[SUPPLIED RECORDS]:
______

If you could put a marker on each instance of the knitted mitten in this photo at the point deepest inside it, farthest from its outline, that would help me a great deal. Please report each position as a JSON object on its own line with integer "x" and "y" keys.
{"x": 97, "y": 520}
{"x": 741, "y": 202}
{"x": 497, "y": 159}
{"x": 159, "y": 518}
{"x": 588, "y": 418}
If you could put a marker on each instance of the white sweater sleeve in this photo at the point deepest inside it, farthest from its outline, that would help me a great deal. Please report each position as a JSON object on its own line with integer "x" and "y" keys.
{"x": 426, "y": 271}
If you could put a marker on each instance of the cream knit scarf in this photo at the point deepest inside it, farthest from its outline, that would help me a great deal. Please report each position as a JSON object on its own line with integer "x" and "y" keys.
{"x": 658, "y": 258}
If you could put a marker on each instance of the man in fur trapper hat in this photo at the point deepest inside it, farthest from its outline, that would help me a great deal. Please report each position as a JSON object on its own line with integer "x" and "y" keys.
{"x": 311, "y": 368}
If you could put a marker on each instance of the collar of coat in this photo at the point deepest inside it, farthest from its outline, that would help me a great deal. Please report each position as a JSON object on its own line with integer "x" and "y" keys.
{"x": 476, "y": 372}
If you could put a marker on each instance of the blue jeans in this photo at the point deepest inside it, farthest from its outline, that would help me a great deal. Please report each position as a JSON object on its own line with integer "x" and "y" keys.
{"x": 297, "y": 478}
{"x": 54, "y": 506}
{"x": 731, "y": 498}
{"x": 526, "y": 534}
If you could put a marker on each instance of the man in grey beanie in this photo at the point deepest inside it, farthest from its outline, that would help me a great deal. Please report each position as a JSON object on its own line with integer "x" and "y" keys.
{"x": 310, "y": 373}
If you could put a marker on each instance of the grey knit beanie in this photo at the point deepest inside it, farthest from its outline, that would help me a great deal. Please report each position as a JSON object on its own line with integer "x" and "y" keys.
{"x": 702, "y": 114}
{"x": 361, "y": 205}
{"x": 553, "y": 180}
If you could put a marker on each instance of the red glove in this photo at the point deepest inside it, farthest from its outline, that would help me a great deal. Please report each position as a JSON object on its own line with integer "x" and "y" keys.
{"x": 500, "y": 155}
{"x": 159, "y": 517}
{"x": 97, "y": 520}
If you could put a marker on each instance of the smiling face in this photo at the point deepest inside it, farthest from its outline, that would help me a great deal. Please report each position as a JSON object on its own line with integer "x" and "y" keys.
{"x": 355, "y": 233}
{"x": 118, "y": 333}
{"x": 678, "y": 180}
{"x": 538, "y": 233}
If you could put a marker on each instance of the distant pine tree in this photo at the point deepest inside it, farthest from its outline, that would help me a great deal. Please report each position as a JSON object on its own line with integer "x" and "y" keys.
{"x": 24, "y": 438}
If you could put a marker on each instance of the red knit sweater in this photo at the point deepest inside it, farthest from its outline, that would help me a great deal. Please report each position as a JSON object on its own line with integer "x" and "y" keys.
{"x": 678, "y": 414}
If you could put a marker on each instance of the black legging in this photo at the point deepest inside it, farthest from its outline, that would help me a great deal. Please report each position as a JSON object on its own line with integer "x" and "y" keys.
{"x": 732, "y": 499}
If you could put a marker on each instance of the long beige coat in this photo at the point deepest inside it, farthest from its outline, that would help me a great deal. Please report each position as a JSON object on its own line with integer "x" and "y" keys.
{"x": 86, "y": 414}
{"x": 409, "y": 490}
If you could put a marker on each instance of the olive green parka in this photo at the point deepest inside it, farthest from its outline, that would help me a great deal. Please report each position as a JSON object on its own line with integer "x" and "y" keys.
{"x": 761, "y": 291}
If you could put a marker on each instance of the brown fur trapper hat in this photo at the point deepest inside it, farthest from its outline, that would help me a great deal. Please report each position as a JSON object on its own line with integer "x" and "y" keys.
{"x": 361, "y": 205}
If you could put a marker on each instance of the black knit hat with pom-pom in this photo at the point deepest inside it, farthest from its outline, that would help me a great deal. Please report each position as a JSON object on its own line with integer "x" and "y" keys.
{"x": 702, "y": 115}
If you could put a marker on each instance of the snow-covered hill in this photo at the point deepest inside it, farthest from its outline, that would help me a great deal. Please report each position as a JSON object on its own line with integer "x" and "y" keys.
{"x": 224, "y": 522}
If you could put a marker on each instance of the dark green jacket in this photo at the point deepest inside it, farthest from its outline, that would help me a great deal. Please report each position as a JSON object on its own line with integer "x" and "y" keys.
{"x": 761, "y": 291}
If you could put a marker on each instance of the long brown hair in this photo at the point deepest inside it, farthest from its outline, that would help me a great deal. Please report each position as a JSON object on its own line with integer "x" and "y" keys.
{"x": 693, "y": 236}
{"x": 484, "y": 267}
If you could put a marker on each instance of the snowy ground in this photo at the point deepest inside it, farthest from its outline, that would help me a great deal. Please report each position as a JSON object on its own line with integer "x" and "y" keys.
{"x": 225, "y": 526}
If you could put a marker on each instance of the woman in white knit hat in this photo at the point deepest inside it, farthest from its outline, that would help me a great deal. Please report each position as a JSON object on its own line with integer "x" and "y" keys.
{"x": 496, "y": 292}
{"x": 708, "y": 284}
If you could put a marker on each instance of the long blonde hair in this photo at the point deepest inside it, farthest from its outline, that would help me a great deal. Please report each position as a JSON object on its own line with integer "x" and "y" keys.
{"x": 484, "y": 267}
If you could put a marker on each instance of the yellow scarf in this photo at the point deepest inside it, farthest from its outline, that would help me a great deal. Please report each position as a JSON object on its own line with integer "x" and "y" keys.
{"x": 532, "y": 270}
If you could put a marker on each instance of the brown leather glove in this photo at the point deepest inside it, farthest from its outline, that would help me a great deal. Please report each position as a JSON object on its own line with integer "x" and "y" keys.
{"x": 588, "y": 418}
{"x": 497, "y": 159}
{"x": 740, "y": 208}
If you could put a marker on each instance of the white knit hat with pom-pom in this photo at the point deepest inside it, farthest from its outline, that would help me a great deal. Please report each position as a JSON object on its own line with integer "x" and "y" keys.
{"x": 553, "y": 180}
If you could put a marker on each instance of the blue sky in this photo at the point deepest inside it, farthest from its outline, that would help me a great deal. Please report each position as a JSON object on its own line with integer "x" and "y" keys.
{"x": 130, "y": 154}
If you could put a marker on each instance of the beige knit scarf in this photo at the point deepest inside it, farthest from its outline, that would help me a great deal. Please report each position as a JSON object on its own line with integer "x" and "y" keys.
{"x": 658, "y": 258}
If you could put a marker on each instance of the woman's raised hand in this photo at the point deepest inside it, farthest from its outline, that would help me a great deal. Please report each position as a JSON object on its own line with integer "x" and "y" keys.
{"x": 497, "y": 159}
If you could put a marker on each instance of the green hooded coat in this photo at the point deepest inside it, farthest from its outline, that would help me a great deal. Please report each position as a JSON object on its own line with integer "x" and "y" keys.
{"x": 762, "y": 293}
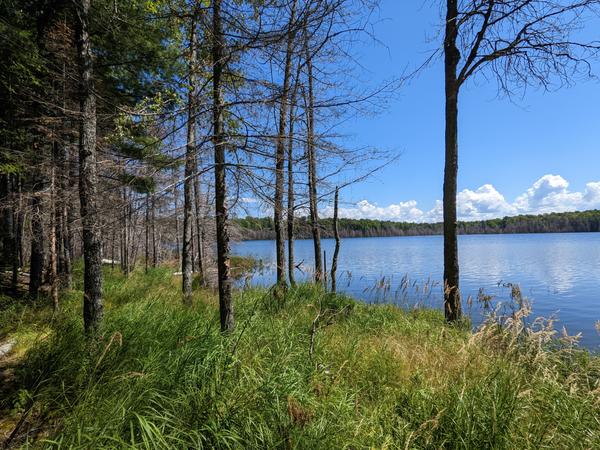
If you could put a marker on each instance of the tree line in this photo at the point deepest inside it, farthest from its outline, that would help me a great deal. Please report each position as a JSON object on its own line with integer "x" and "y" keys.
{"x": 258, "y": 228}
{"x": 130, "y": 130}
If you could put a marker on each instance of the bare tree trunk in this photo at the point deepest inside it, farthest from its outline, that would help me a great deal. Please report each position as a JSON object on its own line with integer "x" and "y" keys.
{"x": 199, "y": 227}
{"x": 336, "y": 235}
{"x": 53, "y": 242}
{"x": 36, "y": 269}
{"x": 92, "y": 301}
{"x": 177, "y": 243}
{"x": 190, "y": 163}
{"x": 71, "y": 211}
{"x": 312, "y": 169}
{"x": 20, "y": 223}
{"x": 112, "y": 250}
{"x": 223, "y": 263}
{"x": 452, "y": 305}
{"x": 291, "y": 200}
{"x": 280, "y": 153}
{"x": 147, "y": 234}
{"x": 7, "y": 222}
{"x": 125, "y": 225}
{"x": 153, "y": 215}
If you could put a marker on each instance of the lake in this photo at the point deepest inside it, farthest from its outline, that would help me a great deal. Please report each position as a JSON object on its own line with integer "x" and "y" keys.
{"x": 558, "y": 273}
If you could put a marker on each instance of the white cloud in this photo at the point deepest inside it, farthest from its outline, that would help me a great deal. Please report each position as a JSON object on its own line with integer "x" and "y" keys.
{"x": 548, "y": 194}
{"x": 483, "y": 203}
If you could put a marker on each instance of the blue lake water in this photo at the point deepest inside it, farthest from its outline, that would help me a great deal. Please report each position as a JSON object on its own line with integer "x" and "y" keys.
{"x": 558, "y": 273}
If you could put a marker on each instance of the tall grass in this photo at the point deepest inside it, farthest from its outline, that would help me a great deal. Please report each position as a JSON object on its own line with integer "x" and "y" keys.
{"x": 163, "y": 376}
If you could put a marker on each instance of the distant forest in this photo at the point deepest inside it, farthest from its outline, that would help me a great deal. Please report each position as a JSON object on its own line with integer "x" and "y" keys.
{"x": 252, "y": 228}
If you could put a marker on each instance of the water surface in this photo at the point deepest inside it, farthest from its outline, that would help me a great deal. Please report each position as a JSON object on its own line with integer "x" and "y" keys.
{"x": 558, "y": 273}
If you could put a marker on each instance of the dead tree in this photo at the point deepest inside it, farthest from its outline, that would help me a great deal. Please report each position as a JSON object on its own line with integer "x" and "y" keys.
{"x": 312, "y": 167}
{"x": 336, "y": 234}
{"x": 92, "y": 299}
{"x": 219, "y": 142}
{"x": 280, "y": 151}
{"x": 520, "y": 43}
{"x": 190, "y": 168}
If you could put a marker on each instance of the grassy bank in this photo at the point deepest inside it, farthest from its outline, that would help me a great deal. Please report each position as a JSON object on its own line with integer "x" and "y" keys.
{"x": 163, "y": 376}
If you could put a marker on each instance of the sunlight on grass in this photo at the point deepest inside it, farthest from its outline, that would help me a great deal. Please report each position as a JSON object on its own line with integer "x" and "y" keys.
{"x": 163, "y": 376}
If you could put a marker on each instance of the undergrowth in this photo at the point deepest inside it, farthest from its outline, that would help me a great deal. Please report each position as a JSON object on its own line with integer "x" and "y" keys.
{"x": 163, "y": 376}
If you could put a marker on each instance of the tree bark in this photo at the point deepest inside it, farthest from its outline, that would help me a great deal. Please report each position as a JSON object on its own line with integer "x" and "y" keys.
{"x": 190, "y": 162}
{"x": 291, "y": 200}
{"x": 223, "y": 263}
{"x": 92, "y": 280}
{"x": 280, "y": 153}
{"x": 53, "y": 263}
{"x": 312, "y": 169}
{"x": 452, "y": 303}
{"x": 336, "y": 234}
{"x": 153, "y": 218}
{"x": 147, "y": 234}
{"x": 199, "y": 226}
{"x": 177, "y": 243}
{"x": 36, "y": 269}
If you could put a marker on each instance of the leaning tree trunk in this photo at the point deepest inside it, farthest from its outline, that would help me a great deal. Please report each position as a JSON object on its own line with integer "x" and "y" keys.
{"x": 189, "y": 171}
{"x": 92, "y": 257}
{"x": 223, "y": 263}
{"x": 452, "y": 305}
{"x": 280, "y": 153}
{"x": 312, "y": 169}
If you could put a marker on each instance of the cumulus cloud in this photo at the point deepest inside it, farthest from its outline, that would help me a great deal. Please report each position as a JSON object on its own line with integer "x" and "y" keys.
{"x": 548, "y": 194}
{"x": 483, "y": 203}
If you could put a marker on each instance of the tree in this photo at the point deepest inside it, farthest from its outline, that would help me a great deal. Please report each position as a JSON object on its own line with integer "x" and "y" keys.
{"x": 219, "y": 143}
{"x": 92, "y": 297}
{"x": 190, "y": 165}
{"x": 280, "y": 149}
{"x": 520, "y": 43}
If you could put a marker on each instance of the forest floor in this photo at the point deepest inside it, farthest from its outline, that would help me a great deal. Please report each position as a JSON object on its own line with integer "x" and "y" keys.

______

Output, unchanged, only the lines from the one that holds "the tree in" through the last line of the material above.

If you could put a marker on each instance of the tree in this photo at the point deepest inside it, farthest from its outline, that would help me a great deal. Please report each position as a JSON object on its own line with integer "x" and "y" keys.
{"x": 219, "y": 143}
{"x": 92, "y": 297}
{"x": 190, "y": 165}
{"x": 280, "y": 149}
{"x": 520, "y": 43}
If you could put a marker on each instance of the forest floor in this photo at the point deepest inside it, farthest from its outline, that would help me a great deal. Please report each position as a JSON object on its own line with integer "x" and "y" keys.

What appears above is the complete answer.